__TASK DESCRIPTION__
Format every line of the data below as a JSON list of strings, one string per line, with blank lines dropped. Keep the images out of your answer.

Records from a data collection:
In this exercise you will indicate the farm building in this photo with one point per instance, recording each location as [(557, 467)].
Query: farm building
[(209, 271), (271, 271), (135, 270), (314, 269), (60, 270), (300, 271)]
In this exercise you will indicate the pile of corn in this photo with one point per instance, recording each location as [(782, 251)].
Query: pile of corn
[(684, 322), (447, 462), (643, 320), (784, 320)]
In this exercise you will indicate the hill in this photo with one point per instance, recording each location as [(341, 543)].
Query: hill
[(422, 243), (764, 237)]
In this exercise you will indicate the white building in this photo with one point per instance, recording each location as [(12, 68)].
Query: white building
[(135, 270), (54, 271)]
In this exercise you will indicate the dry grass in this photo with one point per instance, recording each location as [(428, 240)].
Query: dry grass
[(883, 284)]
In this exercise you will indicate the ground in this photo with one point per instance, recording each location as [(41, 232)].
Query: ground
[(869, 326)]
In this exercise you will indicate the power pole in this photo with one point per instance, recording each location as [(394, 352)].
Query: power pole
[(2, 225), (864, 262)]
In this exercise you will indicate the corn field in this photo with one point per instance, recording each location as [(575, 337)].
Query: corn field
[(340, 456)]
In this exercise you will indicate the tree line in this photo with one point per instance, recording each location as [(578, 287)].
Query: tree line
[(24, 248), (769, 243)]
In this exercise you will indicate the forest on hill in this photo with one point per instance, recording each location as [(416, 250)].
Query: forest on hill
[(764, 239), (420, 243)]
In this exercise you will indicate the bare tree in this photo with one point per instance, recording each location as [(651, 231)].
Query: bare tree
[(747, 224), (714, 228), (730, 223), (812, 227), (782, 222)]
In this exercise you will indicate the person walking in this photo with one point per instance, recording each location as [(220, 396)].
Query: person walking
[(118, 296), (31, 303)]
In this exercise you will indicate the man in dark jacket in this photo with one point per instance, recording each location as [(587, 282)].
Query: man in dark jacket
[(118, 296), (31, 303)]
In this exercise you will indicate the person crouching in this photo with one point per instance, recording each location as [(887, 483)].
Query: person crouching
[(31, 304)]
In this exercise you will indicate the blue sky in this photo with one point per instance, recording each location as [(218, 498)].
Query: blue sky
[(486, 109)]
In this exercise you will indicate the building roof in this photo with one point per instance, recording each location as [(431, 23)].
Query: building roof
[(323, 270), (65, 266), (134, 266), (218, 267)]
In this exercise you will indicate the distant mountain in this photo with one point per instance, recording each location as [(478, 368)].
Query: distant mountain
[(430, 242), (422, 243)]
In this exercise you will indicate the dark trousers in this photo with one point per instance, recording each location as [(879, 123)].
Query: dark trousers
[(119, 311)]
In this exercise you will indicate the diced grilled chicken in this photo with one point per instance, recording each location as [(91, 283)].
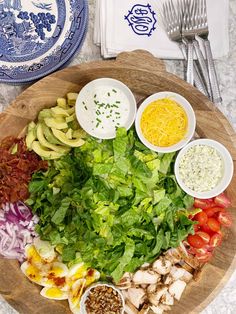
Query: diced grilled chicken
[(125, 282), (177, 273), (151, 289), (165, 308), (157, 309), (167, 299), (145, 266), (124, 293), (187, 277), (155, 297), (190, 259), (176, 289), (136, 296), (173, 256), (130, 308), (145, 277), (145, 309), (162, 266)]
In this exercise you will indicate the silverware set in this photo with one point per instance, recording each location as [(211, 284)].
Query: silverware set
[(185, 22)]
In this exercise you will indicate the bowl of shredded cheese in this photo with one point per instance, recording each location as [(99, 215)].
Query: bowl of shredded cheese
[(165, 122)]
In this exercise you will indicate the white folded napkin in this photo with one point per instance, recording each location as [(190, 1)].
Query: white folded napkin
[(126, 25)]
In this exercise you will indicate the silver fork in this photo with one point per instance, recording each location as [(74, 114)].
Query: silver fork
[(189, 13), (172, 21), (202, 31)]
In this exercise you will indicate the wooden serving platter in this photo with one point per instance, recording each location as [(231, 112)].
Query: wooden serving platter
[(145, 75)]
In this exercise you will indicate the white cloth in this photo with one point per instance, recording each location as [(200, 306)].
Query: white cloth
[(113, 32)]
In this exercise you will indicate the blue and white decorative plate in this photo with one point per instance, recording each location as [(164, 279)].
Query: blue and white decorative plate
[(38, 37)]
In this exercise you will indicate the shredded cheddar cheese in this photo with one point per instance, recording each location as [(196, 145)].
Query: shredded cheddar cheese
[(164, 122)]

__REPLY__
[
  "In this exercise you will indicate the farm building in this photo with one point per instance, recording each location as [(557, 467)].",
  "Query: farm building",
  "[(209, 271), (271, 271), (135, 270), (314, 269), (60, 270), (300, 271)]",
  "In this exercise you will indicate the pile of corn in this photo with one point per instance, recording each location as [(782, 251)].",
  "Query: pile of corn",
  "[(684, 322), (447, 462), (643, 320), (784, 320)]",
  "In this exercise you will indicate the hill in this photo with one point per instance, recording each location as [(341, 543)].",
  "Query: hill",
  "[(422, 243), (764, 237)]",
  "In this exercise you will indicate the white building in this photo with one point per instance, recording each location as [(12, 68)].",
  "Query: white building",
  "[(135, 270), (54, 271)]",
  "In this exercise you will indicate the dry grass in this photo with one point per instance, recording each location as [(428, 240)].",
  "Query: dry grass",
  "[(883, 284)]",
  "In this exercise you will indicate the ground in this photo with one point per instance, recording each location as [(41, 232)].",
  "Query: ground",
  "[(869, 326)]",
  "In this exercise you will indicate the power pole in this photo with one point per instance, recording each location as [(394, 352)].",
  "Query: power pole",
  "[(2, 225), (864, 262)]",
  "In this exercise you will indicate the corn field in this photo with one point per instance, recording each location as [(575, 337)].",
  "Query: corn field",
  "[(340, 456)]",
  "In this exercise you will indicate the tree line in this photo with one point per instance, recording each location as [(578, 287)].",
  "Query: tree line",
  "[(24, 248), (769, 243)]",
  "In this exercise you will indicate the forest on hill in this photo with one point per instance, recording each location as [(416, 250)].",
  "Query: forest on hill",
  "[(764, 239), (420, 243)]",
  "In this exercise you will indicate the bare tree in this photo with one point per instance, recording each location as [(651, 231)].",
  "Query: bare tree",
  "[(747, 224), (714, 228), (730, 223), (812, 227), (782, 222)]",
  "In this exercise you will indicate the person walking in this photo with one point per instance, recording each location as [(220, 396)].",
  "Query: person walking",
  "[(118, 296), (31, 303)]",
  "In this exercise you will indicate the man in dark jacket in this photo with one point per instance, recording each location as [(587, 282)].",
  "Query: man in dark jacket",
  "[(118, 296), (31, 303)]",
  "In this exercise you will indicate the person crouching in this photo with one point per instance, recording each location as [(887, 483)].",
  "Query: person crouching",
  "[(31, 304)]",
  "In this exercise you will indicate the blue sky in this photo with one point per instance, recording each location as [(218, 498)].",
  "Query: blue sky",
  "[(486, 109)]",
  "In this exercise you will indicate the building roof in this photo with one point per instance, recording each location as [(431, 23)].",
  "Query: building roof",
  "[(323, 270), (65, 266), (134, 266), (218, 267)]",
  "In this exercise you will indicate the distant mountain in this photo with one point per instance, recording each location as [(478, 368)].",
  "Query: distant mountain",
  "[(430, 242), (422, 243)]",
  "In this exercise you will indicate the dark trousers in this photo with one point per instance, recording each location as [(879, 123)].",
  "Query: dark trousers",
  "[(119, 311)]",
  "In this exercise you will indicate the diced grilled chicken in this photo with one point per instance, recording each location as [(91, 283)].",
  "Query: diced grilled chicken",
  "[(125, 282), (177, 273), (151, 289), (165, 308), (157, 309), (167, 299), (145, 266), (124, 293), (187, 277), (155, 297), (190, 259), (176, 289), (136, 296), (173, 256), (130, 308), (145, 277), (145, 309), (162, 266)]",
  "In this exercise you will indicate the silverware set in this photo with one point per instance, recording each location as [(211, 284)].",
  "Query: silverware set",
  "[(185, 22)]",
  "In this exercise you will indicate the bowl of shredded cheese in this photo with one point per instance, recording each location as [(99, 215)].",
  "Query: bowl of shredded cheese",
  "[(165, 122)]",
  "In this exercise you will indicate the white folded napkin in this photo with one point per instance, recording each location as [(190, 1)].",
  "Query: white folded napkin",
  "[(126, 25)]",
  "In this exercise you will indicate the silver fork in this photo with one point per instance, recording each location as [(74, 114)].",
  "Query: silver fork",
  "[(189, 13), (172, 21), (202, 31)]",
  "In this exercise you will indicate the wooden serving platter in this photo with one point per instance, recording each location as [(231, 112)].",
  "Query: wooden serving platter",
  "[(145, 75)]",
  "In this exercise you will indicate the white cloth in this photo with one point per instance, recording each location as [(200, 306)].",
  "Query: white cloth",
  "[(113, 32)]",
  "In this exercise you will indicate the blue and white decorative plate in this photo with one point per instance, recording each location as [(164, 279)].",
  "Query: blue and white decorative plate",
  "[(38, 37)]",
  "In this exercise you will indicate the shredded cheddar cheese in this photo with one point per instance, recording each location as [(196, 145)].",
  "Query: shredded cheddar cheese",
  "[(164, 122)]"
]